[START OF RECORDS SHOWN]

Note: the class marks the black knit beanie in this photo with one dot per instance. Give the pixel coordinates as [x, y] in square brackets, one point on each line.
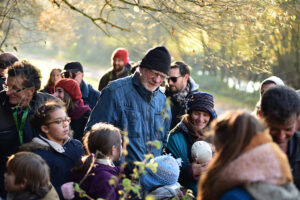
[201, 101]
[157, 58]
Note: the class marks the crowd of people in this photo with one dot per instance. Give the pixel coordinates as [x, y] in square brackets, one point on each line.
[68, 135]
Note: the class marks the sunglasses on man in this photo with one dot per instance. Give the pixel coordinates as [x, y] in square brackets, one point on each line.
[69, 74]
[173, 78]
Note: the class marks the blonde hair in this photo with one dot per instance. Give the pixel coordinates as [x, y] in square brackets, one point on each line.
[232, 132]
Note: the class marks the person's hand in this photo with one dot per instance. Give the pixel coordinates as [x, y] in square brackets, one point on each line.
[198, 169]
[68, 190]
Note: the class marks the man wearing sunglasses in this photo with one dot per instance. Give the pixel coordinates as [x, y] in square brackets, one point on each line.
[136, 105]
[74, 70]
[18, 102]
[180, 86]
[120, 69]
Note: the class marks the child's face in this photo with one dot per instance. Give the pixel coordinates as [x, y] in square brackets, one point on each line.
[57, 127]
[10, 185]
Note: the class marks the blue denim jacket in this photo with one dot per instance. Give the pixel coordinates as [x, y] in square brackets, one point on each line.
[126, 104]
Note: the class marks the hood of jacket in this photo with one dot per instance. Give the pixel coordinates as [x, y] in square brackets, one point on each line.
[194, 86]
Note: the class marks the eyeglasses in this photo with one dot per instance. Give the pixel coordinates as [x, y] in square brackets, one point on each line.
[8, 88]
[173, 79]
[69, 74]
[60, 121]
[156, 74]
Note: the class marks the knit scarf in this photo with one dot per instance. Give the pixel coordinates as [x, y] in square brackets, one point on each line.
[261, 162]
[79, 110]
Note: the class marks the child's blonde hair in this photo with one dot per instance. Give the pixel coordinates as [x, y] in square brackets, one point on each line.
[31, 169]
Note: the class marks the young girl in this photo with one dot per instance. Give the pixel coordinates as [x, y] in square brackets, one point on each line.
[55, 76]
[69, 92]
[248, 164]
[200, 113]
[103, 145]
[54, 144]
[27, 178]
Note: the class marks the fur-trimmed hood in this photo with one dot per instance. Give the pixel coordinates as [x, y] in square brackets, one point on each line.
[262, 162]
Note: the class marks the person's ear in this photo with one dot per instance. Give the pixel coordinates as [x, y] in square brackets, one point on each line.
[44, 129]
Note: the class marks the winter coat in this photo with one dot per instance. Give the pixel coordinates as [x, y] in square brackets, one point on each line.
[262, 170]
[179, 144]
[60, 159]
[51, 195]
[96, 184]
[111, 76]
[90, 96]
[179, 108]
[294, 157]
[9, 136]
[165, 192]
[126, 104]
[79, 117]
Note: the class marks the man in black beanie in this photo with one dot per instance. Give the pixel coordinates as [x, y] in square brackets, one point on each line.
[136, 105]
[6, 60]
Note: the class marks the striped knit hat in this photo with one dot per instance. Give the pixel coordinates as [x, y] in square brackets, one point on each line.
[167, 173]
[203, 102]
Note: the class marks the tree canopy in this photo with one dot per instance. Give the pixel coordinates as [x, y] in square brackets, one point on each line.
[248, 40]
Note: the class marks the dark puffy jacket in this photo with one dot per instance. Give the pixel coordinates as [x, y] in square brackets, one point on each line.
[90, 96]
[9, 138]
[294, 157]
[179, 144]
[111, 76]
[60, 159]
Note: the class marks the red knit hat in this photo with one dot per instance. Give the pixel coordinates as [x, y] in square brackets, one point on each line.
[121, 53]
[71, 87]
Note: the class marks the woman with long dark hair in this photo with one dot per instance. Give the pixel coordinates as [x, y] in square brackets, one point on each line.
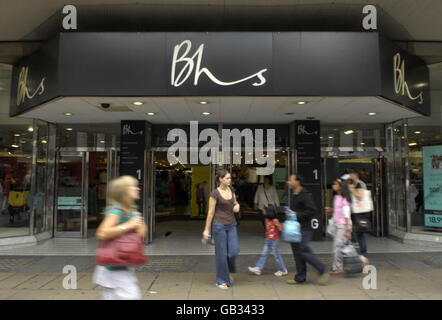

[END OF RECORDS SHOWN]

▶ _WRITTEN TASK_: Could you give every line of the data, from the line containing "Note: the class marks the tree" through the end, as a JSON list of strings with one string per line? Omit blank lines and leave the pictures out.

▶ _SOLUTION FOR THIS EXERCISE_:
[
  "Note: the class marks the tree canopy in this photo with one dot per instance. Give the pixel coordinates as [x, y] in square brackets, one point on each line.",
  "[248, 40]",
  "Note: the class marks the dark puffy jacket in this photo with one dot per instance. Give the pixel coordinates as [x, y] in square brackets, one point on each line.",
  "[90, 96]",
  "[9, 138]",
  "[294, 157]",
  "[179, 144]",
  "[111, 76]",
  "[60, 159]",
  "Note: the class marks the red knit hat in this photo with one dot per instance. Give the pixel coordinates as [x, y] in square brackets, one point on each line.",
  "[121, 53]",
  "[71, 87]",
  "Note: the class marks the woman with long dark hair in this photo with one dot per instance. Give the pixel coordinates as [x, y] in square brackets, one point on each line."
]